━━ Task material
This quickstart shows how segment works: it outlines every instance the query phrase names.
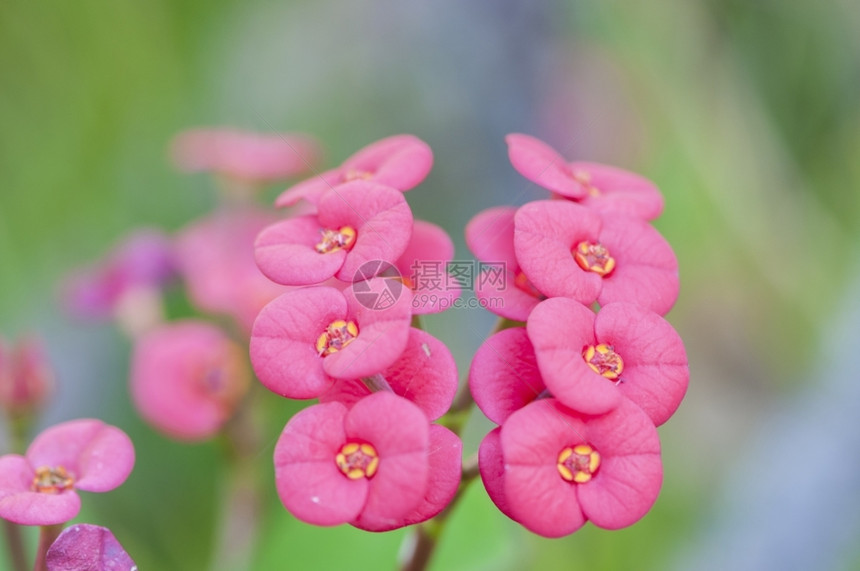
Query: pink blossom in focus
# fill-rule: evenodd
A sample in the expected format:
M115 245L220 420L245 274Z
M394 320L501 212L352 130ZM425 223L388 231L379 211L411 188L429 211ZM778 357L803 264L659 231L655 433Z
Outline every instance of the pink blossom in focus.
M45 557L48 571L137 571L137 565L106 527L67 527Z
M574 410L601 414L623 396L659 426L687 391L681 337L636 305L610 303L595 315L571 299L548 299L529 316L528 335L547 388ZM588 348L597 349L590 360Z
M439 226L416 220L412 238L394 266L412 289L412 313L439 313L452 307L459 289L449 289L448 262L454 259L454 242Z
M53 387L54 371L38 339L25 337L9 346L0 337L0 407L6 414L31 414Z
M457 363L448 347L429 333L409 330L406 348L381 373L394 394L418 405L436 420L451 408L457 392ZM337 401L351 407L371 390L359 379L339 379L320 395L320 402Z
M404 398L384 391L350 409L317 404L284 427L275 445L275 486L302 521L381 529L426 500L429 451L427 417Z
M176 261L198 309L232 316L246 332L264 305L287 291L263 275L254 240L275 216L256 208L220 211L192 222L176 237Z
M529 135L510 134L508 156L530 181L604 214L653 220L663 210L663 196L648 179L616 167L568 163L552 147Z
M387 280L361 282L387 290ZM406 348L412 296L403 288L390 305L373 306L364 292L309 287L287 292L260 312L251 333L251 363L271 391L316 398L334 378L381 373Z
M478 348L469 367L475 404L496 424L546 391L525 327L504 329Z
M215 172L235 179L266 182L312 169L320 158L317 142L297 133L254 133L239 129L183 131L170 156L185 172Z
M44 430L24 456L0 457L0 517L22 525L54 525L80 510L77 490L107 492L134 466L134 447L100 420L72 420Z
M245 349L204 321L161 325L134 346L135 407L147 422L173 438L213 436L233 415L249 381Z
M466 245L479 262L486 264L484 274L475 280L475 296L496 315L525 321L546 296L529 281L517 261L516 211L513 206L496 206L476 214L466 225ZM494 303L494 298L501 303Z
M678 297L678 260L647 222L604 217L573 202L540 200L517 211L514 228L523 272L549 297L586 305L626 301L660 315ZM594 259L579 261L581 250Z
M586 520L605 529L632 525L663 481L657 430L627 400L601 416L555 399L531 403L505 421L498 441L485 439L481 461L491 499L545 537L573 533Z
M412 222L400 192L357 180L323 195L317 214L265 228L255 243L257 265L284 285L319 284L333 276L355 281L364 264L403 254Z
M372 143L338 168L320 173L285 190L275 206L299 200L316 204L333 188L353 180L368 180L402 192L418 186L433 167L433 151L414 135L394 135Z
━━━━
◆ What to work on:
Since the copy must hold no pictures, repeat everything else in the records exactly as written.

◆ Result of this task:
This quickstart shows how segment works: it outlines every instance the query phrase names.
Query: pink blossom in focus
# fill-rule: evenodd
A sample in the expected format:
M115 245L220 420L245 274Z
M394 320L501 212L352 130ZM425 223L388 231L379 211L411 188L429 211ZM778 357L803 264L659 231L655 433Z
Outline every instance of the pink blossom in focus.
M45 557L48 571L137 571L137 565L106 527L67 527Z
M574 410L601 414L623 396L659 426L687 391L681 337L636 305L610 303L595 315L571 299L548 299L529 316L528 335L547 388ZM588 348L597 349L590 360Z
M439 226L416 220L412 238L394 266L412 289L412 313L439 313L452 307L459 289L449 289L448 262L454 259L454 242Z
M53 387L54 371L38 339L25 337L9 346L0 337L0 407L6 414L31 414Z
M457 363L448 347L429 333L409 330L406 348L381 373L394 394L418 405L436 420L451 408L457 392ZM337 401L351 407L371 390L359 379L339 379L320 395L320 402Z
M404 398L384 391L350 409L317 404L284 427L275 445L275 486L302 521L381 529L426 500L429 451L427 417Z
M176 261L198 309L232 316L246 332L264 305L287 291L263 275L254 240L275 216L256 208L220 211L192 222L176 237Z
M529 135L510 134L508 156L530 181L604 214L653 220L663 210L663 196L648 179L616 167L568 163L552 147Z
M387 280L361 282L387 290ZM406 348L412 296L403 288L390 305L373 306L364 292L309 287L287 292L260 312L251 333L251 363L271 391L316 398L334 378L381 373Z
M478 348L469 367L475 404L496 424L546 391L525 327L504 329Z
M215 172L235 179L266 182L312 169L320 158L317 142L297 133L254 133L239 129L183 131L170 156L185 172Z
M44 430L24 456L0 457L0 517L22 525L54 525L80 510L77 490L107 492L134 466L134 447L100 420L72 420Z
M245 349L204 321L161 325L134 346L135 407L147 422L173 438L213 436L233 415L249 381Z
M466 245L479 262L486 264L484 274L475 280L475 296L496 315L525 321L546 296L529 281L517 261L516 211L513 206L496 206L476 214L466 225ZM494 303L494 298L501 303Z
M678 297L678 260L647 222L604 217L573 202L540 200L517 211L514 228L523 272L549 297L586 305L626 301L660 315ZM594 259L579 261L581 250Z
M586 520L605 529L632 525L663 481L657 430L627 400L601 416L555 399L531 403L505 421L498 441L485 439L481 461L491 499L545 537L573 533Z
M412 222L400 192L357 180L323 195L317 214L265 228L255 243L257 265L284 285L319 284L333 276L355 281L364 264L403 254Z
M372 143L338 168L320 173L285 190L275 206L299 200L316 204L333 188L353 180L368 180L402 192L418 186L433 167L433 151L414 135L394 135Z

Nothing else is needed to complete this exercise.